Exercise task: Only the lines from the one containing "Q: Pick out each instance of the cat's mouth" through the last line below should be written out, exactly and with both ends kept.

═══

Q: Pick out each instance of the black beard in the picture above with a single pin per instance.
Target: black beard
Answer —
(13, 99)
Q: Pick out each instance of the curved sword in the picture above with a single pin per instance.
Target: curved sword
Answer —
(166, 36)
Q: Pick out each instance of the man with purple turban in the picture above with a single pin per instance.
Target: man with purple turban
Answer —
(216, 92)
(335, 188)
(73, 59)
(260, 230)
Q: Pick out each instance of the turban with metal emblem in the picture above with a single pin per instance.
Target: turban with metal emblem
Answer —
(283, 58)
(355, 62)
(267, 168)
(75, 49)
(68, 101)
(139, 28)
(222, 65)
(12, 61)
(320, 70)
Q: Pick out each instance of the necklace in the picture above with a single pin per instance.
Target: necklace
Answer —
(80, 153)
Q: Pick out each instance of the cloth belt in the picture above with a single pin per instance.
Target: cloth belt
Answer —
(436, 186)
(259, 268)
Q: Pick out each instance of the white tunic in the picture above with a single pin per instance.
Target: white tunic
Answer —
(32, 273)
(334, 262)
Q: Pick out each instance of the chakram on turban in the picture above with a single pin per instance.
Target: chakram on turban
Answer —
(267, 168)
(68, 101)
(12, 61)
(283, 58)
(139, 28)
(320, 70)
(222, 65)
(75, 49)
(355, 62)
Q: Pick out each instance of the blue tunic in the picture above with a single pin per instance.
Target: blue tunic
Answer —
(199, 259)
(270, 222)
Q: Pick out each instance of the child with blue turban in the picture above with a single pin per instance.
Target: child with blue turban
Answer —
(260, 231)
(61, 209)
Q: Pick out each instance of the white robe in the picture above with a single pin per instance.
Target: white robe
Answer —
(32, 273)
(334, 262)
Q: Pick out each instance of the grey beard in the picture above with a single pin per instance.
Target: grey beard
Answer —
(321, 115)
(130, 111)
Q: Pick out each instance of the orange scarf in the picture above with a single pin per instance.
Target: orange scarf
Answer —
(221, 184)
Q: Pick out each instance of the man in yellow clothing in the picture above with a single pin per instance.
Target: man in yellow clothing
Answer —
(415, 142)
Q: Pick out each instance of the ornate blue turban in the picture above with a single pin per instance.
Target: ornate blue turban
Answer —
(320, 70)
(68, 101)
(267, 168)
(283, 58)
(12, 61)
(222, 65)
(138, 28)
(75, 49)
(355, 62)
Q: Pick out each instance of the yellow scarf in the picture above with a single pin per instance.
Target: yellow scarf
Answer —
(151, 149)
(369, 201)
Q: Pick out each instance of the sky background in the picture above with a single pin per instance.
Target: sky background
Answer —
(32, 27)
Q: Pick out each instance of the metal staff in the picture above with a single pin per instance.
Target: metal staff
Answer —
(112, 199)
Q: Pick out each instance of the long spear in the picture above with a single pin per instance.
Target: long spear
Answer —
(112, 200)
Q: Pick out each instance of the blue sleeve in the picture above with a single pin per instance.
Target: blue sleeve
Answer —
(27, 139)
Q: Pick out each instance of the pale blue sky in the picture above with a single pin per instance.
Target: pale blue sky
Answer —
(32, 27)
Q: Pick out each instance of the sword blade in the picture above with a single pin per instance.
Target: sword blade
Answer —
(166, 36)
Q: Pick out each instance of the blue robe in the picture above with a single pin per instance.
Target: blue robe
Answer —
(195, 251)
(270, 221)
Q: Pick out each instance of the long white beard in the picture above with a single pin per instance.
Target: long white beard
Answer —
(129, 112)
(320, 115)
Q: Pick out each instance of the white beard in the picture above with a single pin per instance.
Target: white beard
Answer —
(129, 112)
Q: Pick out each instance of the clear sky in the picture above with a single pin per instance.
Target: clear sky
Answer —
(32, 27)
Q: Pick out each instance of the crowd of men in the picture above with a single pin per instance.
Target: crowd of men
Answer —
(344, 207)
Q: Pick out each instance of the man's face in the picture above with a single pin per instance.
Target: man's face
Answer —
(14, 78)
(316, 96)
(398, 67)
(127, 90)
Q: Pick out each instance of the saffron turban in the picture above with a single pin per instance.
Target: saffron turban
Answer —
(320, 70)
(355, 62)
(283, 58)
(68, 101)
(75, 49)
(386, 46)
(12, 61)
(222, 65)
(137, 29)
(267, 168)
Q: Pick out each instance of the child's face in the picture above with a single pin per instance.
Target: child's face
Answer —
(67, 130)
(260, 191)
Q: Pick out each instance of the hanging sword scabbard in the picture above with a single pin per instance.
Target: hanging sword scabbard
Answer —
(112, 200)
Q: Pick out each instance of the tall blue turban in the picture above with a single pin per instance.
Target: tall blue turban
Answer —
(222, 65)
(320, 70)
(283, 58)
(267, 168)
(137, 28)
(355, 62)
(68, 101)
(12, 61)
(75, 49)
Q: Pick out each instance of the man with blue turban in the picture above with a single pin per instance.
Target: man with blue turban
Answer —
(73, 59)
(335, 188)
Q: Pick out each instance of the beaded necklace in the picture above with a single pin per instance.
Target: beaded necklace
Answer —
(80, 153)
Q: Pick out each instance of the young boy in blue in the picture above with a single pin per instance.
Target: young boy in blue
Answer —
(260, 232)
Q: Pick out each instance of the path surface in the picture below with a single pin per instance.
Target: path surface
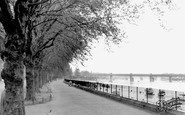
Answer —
(72, 101)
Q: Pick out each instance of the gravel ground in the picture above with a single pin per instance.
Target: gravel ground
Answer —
(72, 101)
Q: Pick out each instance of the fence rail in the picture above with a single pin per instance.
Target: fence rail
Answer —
(147, 95)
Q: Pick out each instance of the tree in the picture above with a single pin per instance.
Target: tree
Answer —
(31, 26)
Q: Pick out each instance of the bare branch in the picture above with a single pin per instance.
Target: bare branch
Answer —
(6, 16)
(38, 3)
(45, 21)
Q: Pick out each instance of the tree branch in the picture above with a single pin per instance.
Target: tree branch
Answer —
(48, 43)
(38, 3)
(6, 16)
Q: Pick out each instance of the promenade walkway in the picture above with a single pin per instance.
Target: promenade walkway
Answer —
(72, 101)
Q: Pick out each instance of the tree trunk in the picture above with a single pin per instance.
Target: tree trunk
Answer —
(13, 75)
(30, 87)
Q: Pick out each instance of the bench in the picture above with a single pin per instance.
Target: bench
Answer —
(168, 105)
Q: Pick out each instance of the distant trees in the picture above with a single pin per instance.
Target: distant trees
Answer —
(56, 31)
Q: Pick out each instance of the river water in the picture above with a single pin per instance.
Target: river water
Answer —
(173, 88)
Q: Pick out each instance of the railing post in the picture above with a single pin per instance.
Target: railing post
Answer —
(137, 93)
(147, 95)
(107, 88)
(121, 90)
(111, 89)
(116, 89)
(128, 91)
(176, 99)
(103, 86)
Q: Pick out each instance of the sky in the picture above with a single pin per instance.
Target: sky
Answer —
(149, 48)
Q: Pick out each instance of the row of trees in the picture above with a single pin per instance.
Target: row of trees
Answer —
(43, 36)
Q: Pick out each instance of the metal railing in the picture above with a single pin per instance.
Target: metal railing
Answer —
(142, 94)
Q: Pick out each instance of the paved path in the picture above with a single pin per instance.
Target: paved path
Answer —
(72, 101)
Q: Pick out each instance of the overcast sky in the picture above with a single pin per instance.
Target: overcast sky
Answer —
(149, 47)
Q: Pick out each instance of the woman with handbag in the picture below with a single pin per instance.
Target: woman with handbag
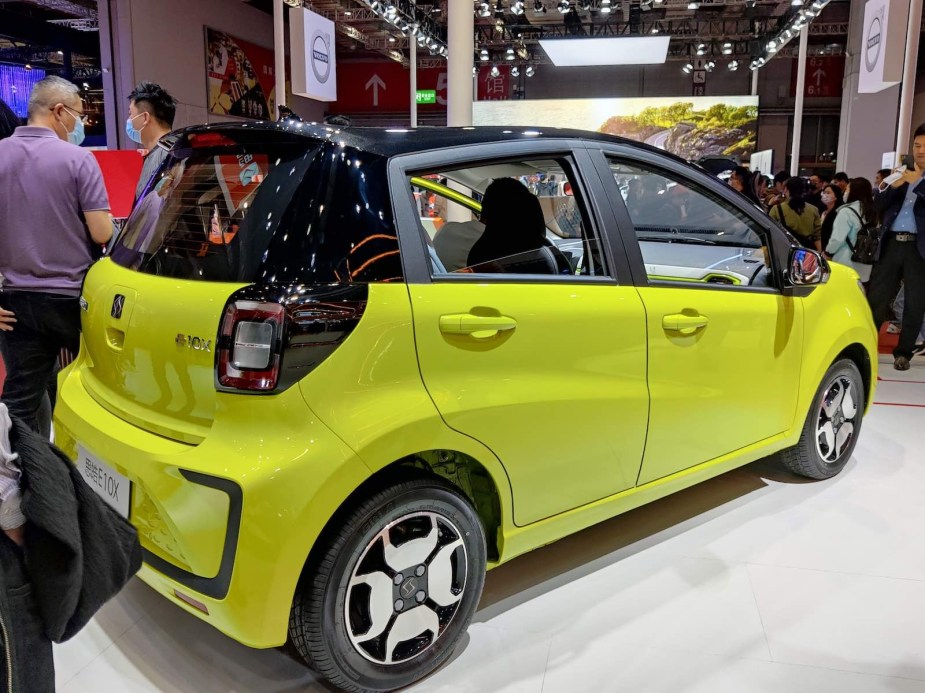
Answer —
(797, 216)
(855, 214)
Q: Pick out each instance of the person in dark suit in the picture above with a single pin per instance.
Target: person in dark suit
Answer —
(902, 255)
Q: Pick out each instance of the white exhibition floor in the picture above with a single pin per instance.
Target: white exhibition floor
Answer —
(755, 581)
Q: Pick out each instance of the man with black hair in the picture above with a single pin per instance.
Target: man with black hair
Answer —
(151, 111)
(902, 258)
(841, 179)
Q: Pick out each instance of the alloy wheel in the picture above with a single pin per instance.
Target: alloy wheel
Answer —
(837, 420)
(406, 588)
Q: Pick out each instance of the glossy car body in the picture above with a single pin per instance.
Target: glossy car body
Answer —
(589, 406)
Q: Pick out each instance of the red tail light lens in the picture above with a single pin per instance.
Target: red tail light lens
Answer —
(249, 345)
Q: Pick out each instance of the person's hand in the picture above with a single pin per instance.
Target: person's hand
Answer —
(7, 318)
(17, 534)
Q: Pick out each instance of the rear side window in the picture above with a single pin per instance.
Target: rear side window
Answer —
(292, 211)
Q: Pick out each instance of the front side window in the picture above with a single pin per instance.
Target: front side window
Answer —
(506, 218)
(688, 234)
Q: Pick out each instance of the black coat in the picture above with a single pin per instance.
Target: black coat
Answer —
(890, 202)
(78, 553)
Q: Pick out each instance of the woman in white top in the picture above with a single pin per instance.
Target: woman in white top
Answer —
(859, 206)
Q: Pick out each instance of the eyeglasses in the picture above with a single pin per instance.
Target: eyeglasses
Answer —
(82, 117)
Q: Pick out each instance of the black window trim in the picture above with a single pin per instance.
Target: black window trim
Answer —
(415, 257)
(778, 245)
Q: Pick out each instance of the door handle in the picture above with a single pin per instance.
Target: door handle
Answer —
(477, 326)
(685, 324)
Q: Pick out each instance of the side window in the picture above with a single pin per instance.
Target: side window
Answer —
(687, 234)
(512, 217)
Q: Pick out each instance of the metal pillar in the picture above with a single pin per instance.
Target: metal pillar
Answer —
(279, 54)
(798, 106)
(413, 66)
(461, 44)
(907, 93)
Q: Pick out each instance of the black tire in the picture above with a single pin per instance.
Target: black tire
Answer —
(819, 454)
(320, 626)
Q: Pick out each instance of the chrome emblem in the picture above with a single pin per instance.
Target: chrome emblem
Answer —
(118, 303)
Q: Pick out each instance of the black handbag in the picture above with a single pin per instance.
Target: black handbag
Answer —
(866, 246)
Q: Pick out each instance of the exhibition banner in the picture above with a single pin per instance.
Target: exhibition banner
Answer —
(311, 47)
(241, 77)
(883, 45)
(690, 127)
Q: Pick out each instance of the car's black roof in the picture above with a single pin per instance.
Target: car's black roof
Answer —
(393, 141)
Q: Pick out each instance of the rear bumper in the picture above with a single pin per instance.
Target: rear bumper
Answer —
(228, 522)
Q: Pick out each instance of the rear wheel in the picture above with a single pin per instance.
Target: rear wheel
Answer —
(832, 426)
(396, 588)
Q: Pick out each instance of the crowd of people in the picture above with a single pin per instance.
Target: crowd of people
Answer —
(828, 216)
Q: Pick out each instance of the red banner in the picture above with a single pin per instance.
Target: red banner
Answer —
(824, 77)
(241, 77)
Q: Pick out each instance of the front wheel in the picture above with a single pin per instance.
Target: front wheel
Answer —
(395, 590)
(832, 425)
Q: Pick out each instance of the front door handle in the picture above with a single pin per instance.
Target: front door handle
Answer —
(477, 326)
(683, 323)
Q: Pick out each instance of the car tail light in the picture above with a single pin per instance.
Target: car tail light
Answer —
(249, 345)
(268, 345)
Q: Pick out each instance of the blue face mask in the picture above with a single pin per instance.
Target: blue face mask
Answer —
(77, 135)
(133, 133)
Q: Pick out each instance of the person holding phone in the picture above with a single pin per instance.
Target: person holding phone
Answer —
(902, 254)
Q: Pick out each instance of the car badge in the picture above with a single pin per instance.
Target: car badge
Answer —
(118, 303)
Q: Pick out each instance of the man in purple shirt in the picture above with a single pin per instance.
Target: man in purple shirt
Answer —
(53, 209)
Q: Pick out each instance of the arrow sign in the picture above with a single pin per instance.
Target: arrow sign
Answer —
(375, 82)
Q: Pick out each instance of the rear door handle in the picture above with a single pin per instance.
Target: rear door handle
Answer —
(477, 326)
(685, 324)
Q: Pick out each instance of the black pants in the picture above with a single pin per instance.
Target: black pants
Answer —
(45, 324)
(899, 263)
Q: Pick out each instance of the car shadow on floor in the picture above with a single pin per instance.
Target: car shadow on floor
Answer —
(625, 535)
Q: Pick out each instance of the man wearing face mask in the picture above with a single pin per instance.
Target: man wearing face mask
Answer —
(53, 209)
(151, 111)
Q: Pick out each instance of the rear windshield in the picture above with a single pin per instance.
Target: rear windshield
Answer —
(295, 211)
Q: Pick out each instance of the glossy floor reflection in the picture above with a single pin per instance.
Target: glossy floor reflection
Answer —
(755, 581)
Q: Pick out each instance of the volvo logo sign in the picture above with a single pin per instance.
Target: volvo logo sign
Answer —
(321, 55)
(873, 49)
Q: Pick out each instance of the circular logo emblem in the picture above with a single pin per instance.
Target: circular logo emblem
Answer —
(874, 43)
(408, 588)
(321, 56)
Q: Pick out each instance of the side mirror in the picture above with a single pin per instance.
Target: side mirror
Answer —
(807, 267)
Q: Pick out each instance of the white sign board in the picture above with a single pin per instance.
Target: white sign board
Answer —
(882, 47)
(762, 161)
(311, 50)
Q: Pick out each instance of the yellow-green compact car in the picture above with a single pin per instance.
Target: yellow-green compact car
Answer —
(333, 375)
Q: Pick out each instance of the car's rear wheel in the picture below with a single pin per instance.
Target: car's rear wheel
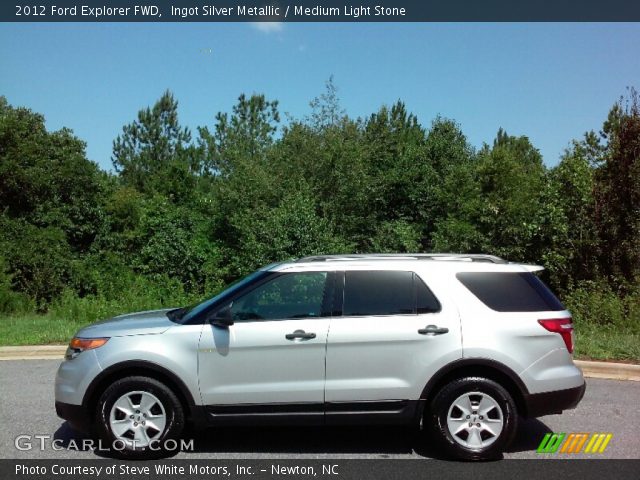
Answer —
(137, 416)
(473, 418)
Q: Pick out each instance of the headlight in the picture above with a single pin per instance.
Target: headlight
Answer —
(79, 345)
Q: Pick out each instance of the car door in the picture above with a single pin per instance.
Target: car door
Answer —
(393, 335)
(273, 356)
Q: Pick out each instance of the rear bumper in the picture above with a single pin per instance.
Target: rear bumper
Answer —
(76, 415)
(550, 403)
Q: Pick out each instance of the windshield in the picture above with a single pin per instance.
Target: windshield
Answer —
(186, 314)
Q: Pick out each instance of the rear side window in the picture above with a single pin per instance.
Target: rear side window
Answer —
(511, 291)
(386, 293)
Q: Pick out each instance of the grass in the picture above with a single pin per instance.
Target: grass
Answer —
(36, 330)
(607, 344)
(592, 341)
(607, 323)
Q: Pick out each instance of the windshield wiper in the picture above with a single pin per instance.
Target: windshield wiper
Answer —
(177, 313)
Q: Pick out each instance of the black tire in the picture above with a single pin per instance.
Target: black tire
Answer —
(169, 402)
(439, 408)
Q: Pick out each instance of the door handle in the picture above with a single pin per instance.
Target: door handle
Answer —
(433, 329)
(299, 334)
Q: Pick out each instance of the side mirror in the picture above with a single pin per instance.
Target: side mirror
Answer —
(222, 318)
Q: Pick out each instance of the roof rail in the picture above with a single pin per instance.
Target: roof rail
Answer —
(464, 257)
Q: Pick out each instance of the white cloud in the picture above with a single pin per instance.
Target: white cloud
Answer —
(268, 27)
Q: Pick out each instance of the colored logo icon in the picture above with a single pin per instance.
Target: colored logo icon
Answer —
(574, 443)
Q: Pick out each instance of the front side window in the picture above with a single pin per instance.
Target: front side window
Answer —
(287, 296)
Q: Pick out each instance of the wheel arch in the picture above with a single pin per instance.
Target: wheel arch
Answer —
(476, 367)
(138, 368)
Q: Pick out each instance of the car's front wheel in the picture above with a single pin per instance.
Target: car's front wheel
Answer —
(473, 418)
(137, 416)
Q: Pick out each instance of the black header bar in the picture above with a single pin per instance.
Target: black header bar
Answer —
(320, 11)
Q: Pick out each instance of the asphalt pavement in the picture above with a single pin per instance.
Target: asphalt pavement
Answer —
(27, 411)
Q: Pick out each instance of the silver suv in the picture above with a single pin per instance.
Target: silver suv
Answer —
(458, 344)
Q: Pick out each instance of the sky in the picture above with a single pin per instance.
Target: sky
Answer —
(551, 82)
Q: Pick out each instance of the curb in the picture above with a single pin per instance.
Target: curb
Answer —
(33, 352)
(615, 371)
(590, 369)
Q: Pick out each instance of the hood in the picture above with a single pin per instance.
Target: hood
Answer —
(141, 323)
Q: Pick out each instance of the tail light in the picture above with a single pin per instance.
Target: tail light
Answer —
(563, 326)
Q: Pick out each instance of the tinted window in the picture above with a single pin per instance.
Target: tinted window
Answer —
(426, 301)
(291, 295)
(378, 293)
(510, 292)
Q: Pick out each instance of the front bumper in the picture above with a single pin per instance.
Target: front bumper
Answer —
(76, 415)
(554, 402)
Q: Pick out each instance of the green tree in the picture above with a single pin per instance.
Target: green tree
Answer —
(154, 153)
(618, 189)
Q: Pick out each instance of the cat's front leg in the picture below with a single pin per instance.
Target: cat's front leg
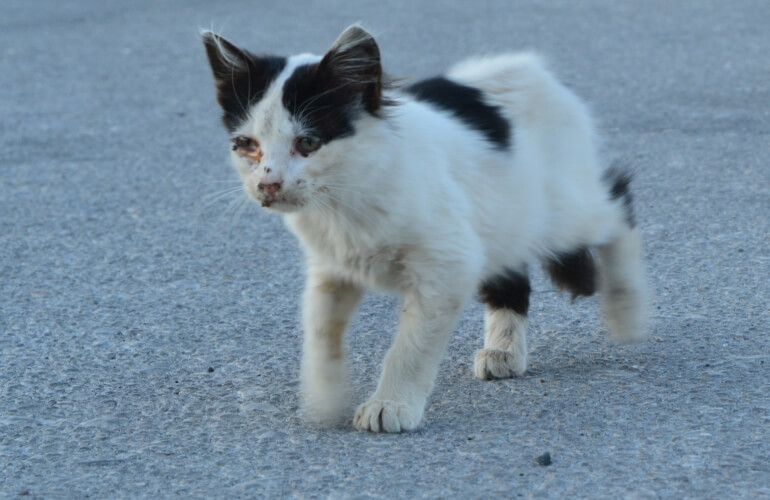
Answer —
(328, 305)
(411, 364)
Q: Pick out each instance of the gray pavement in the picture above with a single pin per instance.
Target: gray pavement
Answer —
(149, 339)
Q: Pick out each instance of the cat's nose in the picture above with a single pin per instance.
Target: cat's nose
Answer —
(270, 189)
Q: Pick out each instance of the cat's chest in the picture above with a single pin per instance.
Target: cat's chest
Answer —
(357, 255)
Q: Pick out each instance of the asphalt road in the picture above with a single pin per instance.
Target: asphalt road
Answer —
(149, 339)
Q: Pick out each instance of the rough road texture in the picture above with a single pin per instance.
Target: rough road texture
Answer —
(149, 335)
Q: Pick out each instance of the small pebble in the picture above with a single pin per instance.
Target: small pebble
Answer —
(544, 459)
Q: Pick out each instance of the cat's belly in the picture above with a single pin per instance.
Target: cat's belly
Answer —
(383, 268)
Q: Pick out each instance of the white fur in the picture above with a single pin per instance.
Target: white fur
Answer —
(505, 345)
(419, 204)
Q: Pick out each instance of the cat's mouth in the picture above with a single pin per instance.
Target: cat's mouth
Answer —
(282, 204)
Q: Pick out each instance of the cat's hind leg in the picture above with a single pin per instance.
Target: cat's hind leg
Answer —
(505, 339)
(328, 305)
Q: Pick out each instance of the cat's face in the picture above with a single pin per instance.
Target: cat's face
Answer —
(289, 118)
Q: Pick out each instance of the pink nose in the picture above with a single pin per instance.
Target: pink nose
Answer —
(270, 189)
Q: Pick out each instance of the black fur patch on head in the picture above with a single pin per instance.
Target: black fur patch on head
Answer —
(321, 103)
(241, 78)
(326, 97)
(575, 271)
(467, 104)
(618, 180)
(509, 290)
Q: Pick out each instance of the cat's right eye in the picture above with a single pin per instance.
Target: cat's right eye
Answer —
(244, 143)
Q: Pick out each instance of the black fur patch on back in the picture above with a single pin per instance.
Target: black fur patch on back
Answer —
(618, 179)
(321, 102)
(509, 290)
(467, 104)
(575, 271)
(241, 78)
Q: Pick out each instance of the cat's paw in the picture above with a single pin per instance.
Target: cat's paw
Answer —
(496, 363)
(379, 415)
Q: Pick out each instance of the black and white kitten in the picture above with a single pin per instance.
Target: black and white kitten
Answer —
(449, 186)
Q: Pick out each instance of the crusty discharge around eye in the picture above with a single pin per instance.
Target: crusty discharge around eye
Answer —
(254, 153)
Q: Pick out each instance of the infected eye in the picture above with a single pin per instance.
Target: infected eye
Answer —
(308, 144)
(244, 143)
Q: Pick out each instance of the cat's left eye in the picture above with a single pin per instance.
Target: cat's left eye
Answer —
(308, 144)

═══

Exercise answer:
Q: Pick out each instance of the cat's mouth in the picture above with a single pin per instance.
Target: cat's mouth
Answer —
(282, 204)
Q: Pick out each instance of the cat's hind leg in the picture above with a single pin per instance.
Target: cat's hind leg
Answer —
(505, 339)
(328, 305)
Q: Pick out each instance of the cat's face in the picture above with a single pin per instance.
Target: cat's face
Answer —
(289, 118)
Q: Pick out each instance of the pink nose in the picture above with a single pin per instance.
Target: pink nose
Answer —
(270, 189)
Q: Pick out each instance of the black fur patch on head in the picture above with a single pin per instance.
Target: black fur patch on head
Answer —
(321, 103)
(241, 78)
(326, 97)
(575, 271)
(467, 104)
(618, 180)
(509, 290)
Q: Pick out each instance of the cat's right eye in the picture above with a single pin per instance.
Target: cat's right eye
Answer —
(244, 143)
Q: Pick out each instance of the black fur patch on back in the picture above with a single pin per instance.
Target: black fur patch on back
Answer —
(618, 179)
(321, 102)
(509, 290)
(467, 104)
(575, 271)
(241, 78)
Q: Pick out each instance of the cat's paw in the picture above with a single pin per instance.
Target: cat's paw
Answer —
(496, 363)
(379, 415)
Q: Pick out each instance of the black and white kitten in the picture above with a single pin per instance.
Target: black and white kitten
Answer —
(449, 186)
Q: Pick out each instance of the crusty discharge around eye in the picture above with a single pin per instance.
Target: crusty discharge around eye
Answer —
(254, 153)
Q: Pick out each instance of the infected eye in the picture above with a single pin per instance.
Target: infected eye
Answer —
(308, 144)
(244, 143)
Q: Pick out each instance of the cat's left eye in the picture above with a single pin per instance.
Target: cat's left eye
Answer —
(308, 144)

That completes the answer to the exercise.